### SET PROBLEM
Everything from the line that contains "Reviewer note: check that each instance of the red metal" through the final line of the records should be written out exactly, and nothing outside that span.

— BEGIN INPUT MATERIAL —

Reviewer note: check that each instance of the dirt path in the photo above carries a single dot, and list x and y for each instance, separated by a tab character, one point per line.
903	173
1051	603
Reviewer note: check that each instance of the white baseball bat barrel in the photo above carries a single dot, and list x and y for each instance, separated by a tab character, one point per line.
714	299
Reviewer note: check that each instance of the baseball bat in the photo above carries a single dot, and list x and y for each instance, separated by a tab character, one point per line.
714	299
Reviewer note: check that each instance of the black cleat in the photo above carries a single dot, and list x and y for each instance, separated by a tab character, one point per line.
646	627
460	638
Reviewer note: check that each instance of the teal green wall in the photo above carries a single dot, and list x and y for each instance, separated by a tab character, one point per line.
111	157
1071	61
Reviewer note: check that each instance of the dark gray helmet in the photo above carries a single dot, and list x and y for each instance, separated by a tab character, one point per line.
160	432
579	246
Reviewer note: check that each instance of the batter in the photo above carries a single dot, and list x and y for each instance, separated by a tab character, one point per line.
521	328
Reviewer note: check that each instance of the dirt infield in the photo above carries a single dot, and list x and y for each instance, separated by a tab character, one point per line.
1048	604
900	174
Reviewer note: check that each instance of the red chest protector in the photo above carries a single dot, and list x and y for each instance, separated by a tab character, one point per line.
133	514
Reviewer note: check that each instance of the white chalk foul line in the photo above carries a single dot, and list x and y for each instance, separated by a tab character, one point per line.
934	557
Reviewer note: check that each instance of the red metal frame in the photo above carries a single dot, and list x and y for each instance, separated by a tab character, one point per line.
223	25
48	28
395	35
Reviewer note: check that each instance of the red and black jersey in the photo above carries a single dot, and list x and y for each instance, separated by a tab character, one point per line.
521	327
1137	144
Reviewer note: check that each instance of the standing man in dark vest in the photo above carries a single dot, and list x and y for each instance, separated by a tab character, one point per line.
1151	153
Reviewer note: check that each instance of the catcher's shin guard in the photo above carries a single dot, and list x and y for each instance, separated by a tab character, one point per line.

— END INPUT MATERIAL —

### RESPONSE FOR THIS EXERCISE
Reviewer note: check that each instance of the red metal frame in the photo above carries a single dot, and list x and y for each instance, separated by a tab character, one point per line.
223	25
48	28
395	35
Reviewer note: check that each instance of the red and black jersey in the photo above carries a single dot, and list x and y for each instance, separated by a tab character, one point per line.
521	327
1137	144
Reviewer note: check that each instance of the standing man in dark vest in the photo above carries a single dot, and list x and y for each instance, separated by a tab character, one point per line.
1151	153
Reviewer note: check that each instance of the catcher's shin guard in the photo above carries a single dot, and list x and y for each instance, separated by a tab character, one point per line.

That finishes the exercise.